WHAT YOU ARE ASKED TO DO: Can you repeat each of the rows below word for word, without changing anything?

Records from a data collection:
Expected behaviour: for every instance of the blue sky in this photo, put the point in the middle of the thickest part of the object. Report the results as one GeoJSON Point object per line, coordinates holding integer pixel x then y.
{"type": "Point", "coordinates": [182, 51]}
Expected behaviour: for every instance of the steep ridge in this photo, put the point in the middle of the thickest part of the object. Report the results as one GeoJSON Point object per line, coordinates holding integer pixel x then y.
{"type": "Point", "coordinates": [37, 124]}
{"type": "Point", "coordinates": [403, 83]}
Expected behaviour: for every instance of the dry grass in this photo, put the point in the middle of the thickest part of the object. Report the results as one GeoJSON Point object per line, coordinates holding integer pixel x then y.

RESPONSE:
Expected behaviour: for every instance of the blue sky in this photo, put the point in the middle of the thickest part of the object. Report the results as one GeoJSON Point object per line, coordinates holding integer pixel x then y.
{"type": "Point", "coordinates": [182, 51]}
Expected behaviour: for every instance of the steep ridge in this photo, put the point in the middle of the thickest part of the object. Report the results as one GeoJSON Point object per line, coordinates holding integer pixel x then y.
{"type": "Point", "coordinates": [37, 124]}
{"type": "Point", "coordinates": [403, 83]}
Expected behaviour: for every instance of the dry grass in this photo, put the point in the middle of the thickest part of the object. Report the results as one GeoJSON Point object per line, coordinates holding integer pixel x then y.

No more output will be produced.